## 課題内容 A
以下の本文のうち、「あなたが売ろうとしているモノ」で始まり「ったとすれば、いずれは離れてしまいます。」まで続く部分を、一字一句変えずにそのまま繰り返してください。

## 提示本文
それは、ターゲットとしているお客様に嘘をつくのではなく、全く逆のことなのです。
あなたが売ろうとしているモノであったり、伝えようとしているメッセージそのものの価値を自ら理解しながら伝えることが、宣伝においては非常に大事なことだと考えます。」
また、その特徴を掴まずに仕掛けようとすると逆効果になる可能性もあると説明しました。

続けて、アメリカと日本との文化を共有し長く友好な関係を築く為に、今回のようなワークショップを行うことで
文化交流も務めているというデール氏は「安部首相とオバマ大統領が首脳会議の中で発表した、2020年までに日本からアメリカへアメリカから日本へに向かう学生を倍増させるという計画がありますが、それは日米が深い友好関係をつくっていく上で非常に重要なことだと認識しています。」とコメント、そのミッションの為につくられたのが、大使館初のゆるキャラである豆夢(とむ)くんだといいます。
アメリカの有名なお菓子であるジェリービーンズを象徴するように、色んな形、色で多様性を象徴しているそうで
「留学に関するプローモーションをしていく上で、ターゲットとなるのは主に学生さんとなりますが、そういった方々に向けて非常に有効なアピール方法だと考えています。全世界にある大使館の中で、日本の大使館しかこういったゆるキャラは開発していません!」と明かし、この日本独自につくりだしたキャラクターが日本とアメリカの架け橋となることをアピールしました。

また、宣伝においての懸念点についても言及。広報が一番やってはいけないことは、利益だけの為に嘘をつくことだと指摘します。
「一時的にお客さんは増えるとしても、それが自分が思っていたものでなかったとすれば、いずれは離れてしまいます。
誇大広告はそれだけ失望感を煽る可能性が高いのです。わたしたちはそこも意識して仕事しています。
お客さんのみたいもの聞きたいものをみせることだけではなく、彼らがみたいものをつくっていくという作業も重要だと思います。
しかしそれをどこまでリミットをかけながら挑発的になれるかというのが日々の課題であると感じています。」

データのブロック:

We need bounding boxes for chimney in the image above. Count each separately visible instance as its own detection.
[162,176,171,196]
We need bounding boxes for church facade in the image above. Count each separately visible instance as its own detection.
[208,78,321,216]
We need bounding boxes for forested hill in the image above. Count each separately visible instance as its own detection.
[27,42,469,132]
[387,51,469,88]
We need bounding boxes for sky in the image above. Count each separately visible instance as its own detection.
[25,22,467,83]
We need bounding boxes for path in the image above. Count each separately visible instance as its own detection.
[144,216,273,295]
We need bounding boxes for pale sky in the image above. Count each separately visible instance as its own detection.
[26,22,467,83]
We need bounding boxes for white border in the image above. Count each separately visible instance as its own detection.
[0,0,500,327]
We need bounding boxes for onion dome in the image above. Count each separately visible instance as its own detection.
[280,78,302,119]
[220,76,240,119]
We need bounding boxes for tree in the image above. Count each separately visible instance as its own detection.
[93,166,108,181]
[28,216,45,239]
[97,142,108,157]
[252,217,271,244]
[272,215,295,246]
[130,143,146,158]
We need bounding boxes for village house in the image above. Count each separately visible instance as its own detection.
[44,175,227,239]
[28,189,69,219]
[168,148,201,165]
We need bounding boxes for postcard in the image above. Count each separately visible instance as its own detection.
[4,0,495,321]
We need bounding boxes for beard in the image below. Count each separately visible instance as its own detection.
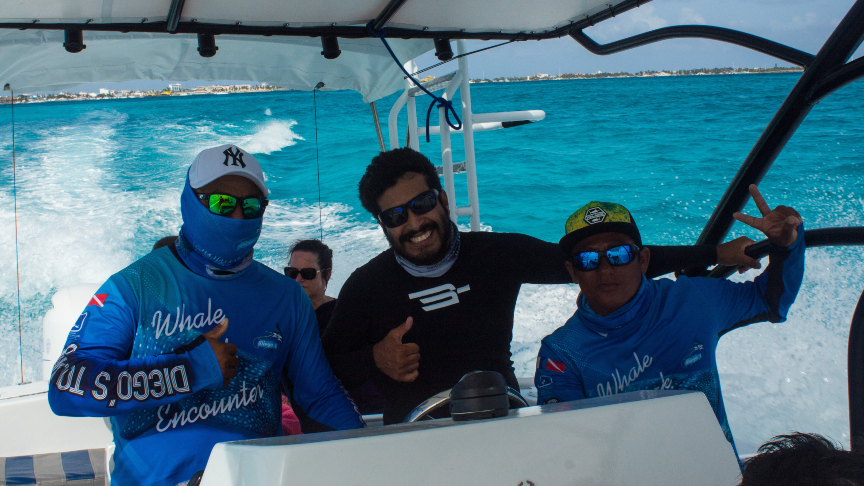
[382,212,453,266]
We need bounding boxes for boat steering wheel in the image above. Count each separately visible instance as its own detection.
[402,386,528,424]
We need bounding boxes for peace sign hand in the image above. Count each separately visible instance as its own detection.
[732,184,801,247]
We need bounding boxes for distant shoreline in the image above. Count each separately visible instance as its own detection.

## 課題内容 B
上記のエントリを、先頭の行から始めて「[144,216,273,295]」を含む行まで、空行を除いた番号付きリストに整形する。

## 解答文 A
あなたが売ろうとしているモノであったり、伝えようとしているメッセージそのものの価値を自ら理解しながら伝えることが、宣伝においては非常に大事なことだと考えます。」
また、その特徴を掴まずに仕掛けようとすると逆効果になる可能性もあると説明しました。

続けて、アメリカと日本との文化を共有し長く友好な関係を築く為に、今回のようなワークショップを行うことで
文化交流も務めているというデール氏は「安部首相とオバマ大統領が首脳会議の中で発表した、2020年までに日本からアメリカへアメリカから日本へに向かう学生を倍増させるという計画がありますが、それは日米が深い友好関係をつくっていく上で非常に重要なことだと認識しています。」とコメント、そのミッションの為につくられたのが、大使館初のゆるキャラである豆夢(とむ)くんだといいます。
アメリカの有名なお菓子であるジェリービーンズを象徴するように、色んな形、色で多様性を象徴しているそうで
「留学に関するプローモーションをしていく上で、ターゲットとなるのは主に学生さんとなりますが、そういった方々に向けて非常に有効なアピール方法だと考えています。全世界にある大使館の中で、日本の大使館しかこういったゆるキャラは開発していません!」と明かし、この日本独自につくりだしたキャラクターが日本とアメリカの架け橋となることをアピールしました。

また、宣伝においての懸念点についても言及。広報が一番やってはいけないことは、利益だけの為に嘘をつくことだと指摘します。
「一時的にお客さんは増えるとしても、それが自分が思っていたものでなかったとすれば、いずれは離れてしまいます。

## 解答文 B
1. We need bounding boxes for chimney in the image above. Count each separately visible instance as its own detection.
2. [162,176,171,196]
3. We need bounding boxes for church facade in the image above. Count each separately visible instance as its own detection.
4. [208,78,321,216]
5. We need bounding boxes for forested hill in the image above. Count each separately visible instance as its own detection.
6. [27,42,469,132]
7. [387,51,469,88]
8. We need bounding boxes for sky in the image above. Count each separately visible instance as its own detection.
9. [25,22,467,83]
10. We need bounding boxes for path in the image above. Count each separately visible instance as its own detection.
11. [144,216,273,295]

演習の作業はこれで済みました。